Jobs ::
**A)** Please answer these questions from the Knightmare page, one per line:
(i) Which company published the 1987 game?
(ii) Which company released a different game called Knightmare four years later?
(iii) How many spells can the player cast?
**B)** Write out the stretch of the Knightmare page from "- Developer: MD" through "Television show Knightmare.", substituting "Ocean" for "Activision".

Page ::
***
- Developer: MD Software
- Publisher: Activision
- Programmer: Mev Dinc
- Platforms: ZX Spectrum, Amstrad CPC, Commodore 64, Atari ST
- Release: 1987
- Genre: Adventure
- Mode: Single-player

= Knightmare (1987 video game) =

Knightmare is a video game released by Activision in 1987 for ZX Spectrum, Amstrad CPC, Commodore 64, and Atari ST. It was written by Mev Dinc, J.P. Dean, E.M. Dean and Nick Cooke, and is based on the Anglia Television show Knightmare.

Four years later, Mindscape released an entirely different game (also called Knightmare) based on the same show for the Atari ST and Amiga.

==Gameplay==
The player is trapped in a dungeon and must attempt to escape by solving various puzzles. Casting spells is also a part of the gameplay. There are six spells: Anvil, Casper, Alchemy, Ice, Toad and Metamorph. Each has a unique result. The game is controlled by using both the joystick and keyboard. Foes include spiders and monsters.
***
Excerpted data ::

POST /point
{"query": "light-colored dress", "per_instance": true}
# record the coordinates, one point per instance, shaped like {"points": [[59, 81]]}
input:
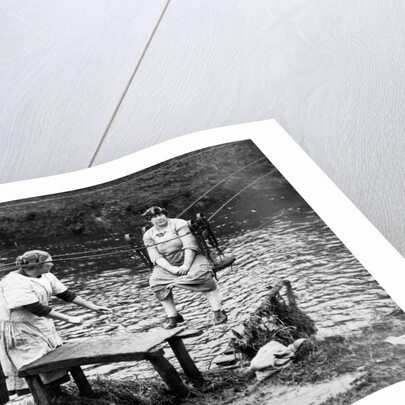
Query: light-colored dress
{"points": [[25, 337], [170, 244]]}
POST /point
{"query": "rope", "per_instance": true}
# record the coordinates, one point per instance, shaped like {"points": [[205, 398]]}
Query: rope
{"points": [[235, 195], [216, 185]]}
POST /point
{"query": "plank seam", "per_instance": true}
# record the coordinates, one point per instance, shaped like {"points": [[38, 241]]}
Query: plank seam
{"points": [[128, 85]]}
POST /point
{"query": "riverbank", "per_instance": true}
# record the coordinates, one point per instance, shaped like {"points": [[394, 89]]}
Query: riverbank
***
Answer list ::
**A)**
(i) Activision
(ii) Mindscape
(iii) Six

**B)**
- Developer: MD Software
- Publisher: Ocean
- Programmer: Mev Dinc
- Platforms: ZX Spectrum, Amstrad CPC, Commodore 64, Atari ST
- Release: 1987
- Genre: Adventure
- Mode: Single-player

= Knightmare (1987 video game) =

Knightmare is a video game released by Ocean in 1987 for ZX Spectrum, Amstrad CPC, Commodore 64, and Atari ST. It was written by Mev Dinc, J.P. Dean, E.M. Dean and Nick Cooke, and is based on the Anglia Television show Knightmare.